Saturday, April 28, 2012

Book #24

Red Mist, by Patricia Cornwell. Unabridged audio.

I have read all of Cornwell's Kay Scarpetta novels. The majority of these have been excellent mystery/thrillers, and Red Mist is another solid novel. Following closely on the events of the last few Scarpetta novels, this one finds Kay and her crew (Marino, Lucy & Benton) travelling to Georgia to interview an inmate who claims to have information about Scarpetta's former employee Jack Fielding, as well as a string of unrelated murders.

As Scarpetta investigates, it becomes clear that there is a connection between the murders, and that perhaps the imprisoned woman is innocent. When a former colleague of Scarpetta (who had lured her to Georgia to investigate this case) is fatally attacked, the tension ratchets up. Again, Scarpetta finds herself a potential target as she tries to uncover what exactly connects these disparate cases.

I like that the last few Scarpetta novels have built on each other plot-wise, and how actions in one novel have consequences in the next. The end of this novel come a bit out of the blue for my taste, but that does not diminish the overall enjoyment of reading it. It was a very good read.

As always, narrator Judy Kaye does an excellent job narrating the audiobook version of this novel.

Thursday, April 26, 2012

Not Back on the Book Guys :o(

At least not yet.

The scheduling fell through for our discussion this week. But you should still check out the Book Guys site regularly, as a wealth of posts about books, podcasts, comic books, etc ... are posted regularly.

And some of those posts are event written by me!

Wednesday, April 25, 2012

Back on the Book Guys!

Assuming I can find strong enough wi-fi for the required Skype connection, I will be appearing on the next episode of the Book Guys podcast!

If all goes well, you can hear me and Paul and the team talking about book news, comic books, and maybe even a little Doctor Who!

Books 22 & 23

Left Behind: The Kids, vol. 21 & 22, by Jerry B. Jenkins and Tim LaHaye. (and to be fair, Chris Fabry).

I have read all of the books in the LB series, and even the three prequel novels. And I am now more than halfway through the kids series. As I have posted here before, once I start a series, I am in for the long haul. The theology behind the novels is a bit wacky, and the stories are waaaay too stretched out (the original 13-book series was planned as a trilogy), but there is no denying their place in modern evangelical culture.

+++

[Stated goal] Write out the stretch of the book blog from "Thursday, April 26, 2012" through "the Book Guys!", word for word. The rows below are separate material with no tie to the book blog above.

A run of rows
+++

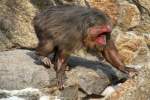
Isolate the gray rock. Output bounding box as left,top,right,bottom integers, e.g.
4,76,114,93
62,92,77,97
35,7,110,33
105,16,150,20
0,49,127,97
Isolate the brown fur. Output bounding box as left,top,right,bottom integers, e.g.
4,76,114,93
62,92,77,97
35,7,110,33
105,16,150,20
34,6,137,89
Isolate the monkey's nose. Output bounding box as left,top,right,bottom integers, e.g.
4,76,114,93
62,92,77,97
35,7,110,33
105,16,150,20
101,25,112,33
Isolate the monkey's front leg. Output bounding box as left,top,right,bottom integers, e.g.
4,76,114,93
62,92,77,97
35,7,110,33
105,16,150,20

+++

[The reply]
Thursday, April 26, 2012

Not Back on the Book Guys :o(

At least not yet.

The scheduling fell through for our discussion this week. But you should still check out the Book Guys site regularly, as a wealth of posts about books, podcasts, comic books, etc ... are posted regularly.

And some of those posts are event written by me!

Wednesday, April 25, 2012

Back on the Book Guys!